___ Given passage
Review: Wreck and Reference – «Alien Pains»

About a year ago after a Grails show in Amsterdam, I found myself amidst a little debate about the merits of cover songs in a band’s setlist – they had none, which was a problem for my interlocutor. Generally speaking, I am deeply uninterested in cover bands and it’s not that common that I get excited by a cover song. It thus came as a big surprise to me that one of my favourite records of the year so far is a collection of covers.
______
___ Extracted data
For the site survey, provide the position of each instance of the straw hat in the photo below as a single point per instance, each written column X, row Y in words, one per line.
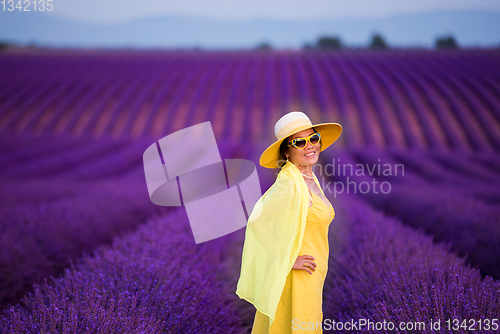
column 292, row 123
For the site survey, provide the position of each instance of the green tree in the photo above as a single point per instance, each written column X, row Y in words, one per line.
column 329, row 43
column 264, row 46
column 378, row 42
column 446, row 42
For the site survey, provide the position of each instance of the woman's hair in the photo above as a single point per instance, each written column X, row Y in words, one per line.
column 284, row 149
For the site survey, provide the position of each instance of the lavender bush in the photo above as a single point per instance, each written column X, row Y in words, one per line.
column 154, row 280
column 39, row 239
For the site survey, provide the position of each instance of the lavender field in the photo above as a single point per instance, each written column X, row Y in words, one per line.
column 84, row 250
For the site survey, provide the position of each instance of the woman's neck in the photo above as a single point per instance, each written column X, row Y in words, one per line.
column 305, row 169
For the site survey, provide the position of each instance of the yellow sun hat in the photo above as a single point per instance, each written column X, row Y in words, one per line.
column 291, row 123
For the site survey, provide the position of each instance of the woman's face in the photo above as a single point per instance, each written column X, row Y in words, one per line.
column 308, row 155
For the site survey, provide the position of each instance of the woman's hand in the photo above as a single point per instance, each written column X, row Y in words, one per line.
column 304, row 262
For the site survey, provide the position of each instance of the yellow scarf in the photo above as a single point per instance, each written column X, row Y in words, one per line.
column 273, row 238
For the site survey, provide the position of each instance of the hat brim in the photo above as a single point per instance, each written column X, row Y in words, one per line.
column 330, row 132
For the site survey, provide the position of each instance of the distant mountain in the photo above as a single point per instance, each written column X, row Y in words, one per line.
column 472, row 28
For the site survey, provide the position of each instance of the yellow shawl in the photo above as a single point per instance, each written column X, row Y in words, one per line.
column 273, row 238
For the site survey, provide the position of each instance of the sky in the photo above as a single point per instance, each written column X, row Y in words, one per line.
column 116, row 11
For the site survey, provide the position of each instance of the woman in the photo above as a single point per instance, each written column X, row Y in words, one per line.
column 285, row 255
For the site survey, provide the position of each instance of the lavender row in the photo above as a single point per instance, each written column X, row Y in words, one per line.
column 470, row 225
column 381, row 270
column 473, row 180
column 380, row 98
column 154, row 280
column 40, row 238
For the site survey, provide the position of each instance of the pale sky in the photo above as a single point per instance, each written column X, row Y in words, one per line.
column 113, row 11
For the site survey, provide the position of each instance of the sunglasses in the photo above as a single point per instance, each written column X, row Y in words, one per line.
column 301, row 143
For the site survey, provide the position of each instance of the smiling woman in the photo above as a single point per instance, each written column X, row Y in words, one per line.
column 285, row 254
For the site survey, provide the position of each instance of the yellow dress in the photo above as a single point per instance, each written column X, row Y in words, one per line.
column 300, row 309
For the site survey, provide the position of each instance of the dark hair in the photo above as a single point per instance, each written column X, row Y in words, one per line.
column 284, row 149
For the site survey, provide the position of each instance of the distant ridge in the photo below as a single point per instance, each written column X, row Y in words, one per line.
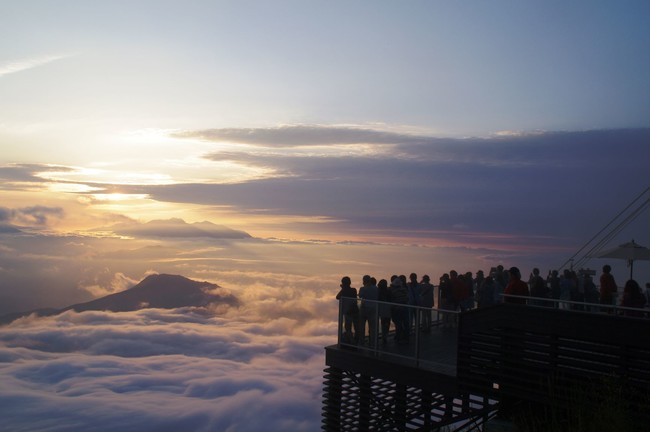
column 162, row 291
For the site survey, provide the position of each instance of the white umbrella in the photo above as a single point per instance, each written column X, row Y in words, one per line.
column 630, row 252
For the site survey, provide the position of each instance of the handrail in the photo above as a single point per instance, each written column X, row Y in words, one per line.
column 370, row 342
column 587, row 306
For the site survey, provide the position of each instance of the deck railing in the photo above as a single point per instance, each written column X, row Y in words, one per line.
column 367, row 334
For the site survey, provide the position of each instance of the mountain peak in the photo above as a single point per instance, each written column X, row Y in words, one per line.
column 163, row 291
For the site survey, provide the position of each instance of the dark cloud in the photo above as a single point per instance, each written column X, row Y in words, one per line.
column 301, row 136
column 540, row 187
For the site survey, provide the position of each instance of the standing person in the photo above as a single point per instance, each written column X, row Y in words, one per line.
column 413, row 288
column 426, row 301
column 469, row 289
column 553, row 282
column 566, row 287
column 591, row 293
column 399, row 296
column 348, row 297
column 516, row 287
column 633, row 298
column 458, row 290
column 368, row 294
column 445, row 300
column 608, row 288
column 538, row 288
column 480, row 278
column 486, row 293
column 384, row 309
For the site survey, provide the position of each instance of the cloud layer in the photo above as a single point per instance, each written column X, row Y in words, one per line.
column 156, row 370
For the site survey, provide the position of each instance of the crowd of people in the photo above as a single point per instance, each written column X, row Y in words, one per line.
column 377, row 304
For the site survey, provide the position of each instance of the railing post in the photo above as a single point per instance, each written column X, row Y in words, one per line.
column 417, row 336
column 340, row 332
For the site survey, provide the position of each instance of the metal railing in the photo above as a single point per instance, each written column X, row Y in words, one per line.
column 368, row 337
column 582, row 306
column 364, row 332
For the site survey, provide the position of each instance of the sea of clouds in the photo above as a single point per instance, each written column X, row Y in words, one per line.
column 162, row 370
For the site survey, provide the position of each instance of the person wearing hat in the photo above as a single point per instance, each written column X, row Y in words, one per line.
column 348, row 297
column 516, row 287
column 426, row 300
column 398, row 295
______
> **Try it**: Transcribe the full «Alien Pains» review, including its title line, leaving every word and punctuation mark unchanged. The records were taken from a separate source.

> **Result of this exercise**:
Review: Wreck and Reference – «Alien Pains»

About a year ago after a Grails show in Amsterdam, I found myself amidst a little debate about the merits of cover songs in a band’s setlist – they had none, which was a problem for my interlocutor. Generally speaking, I am deeply uninterested in cover bands and it’s not that common that I get excited by a cover song. It thus came as a big surprise to me that one of my favourite records of the year so far is a collection of covers.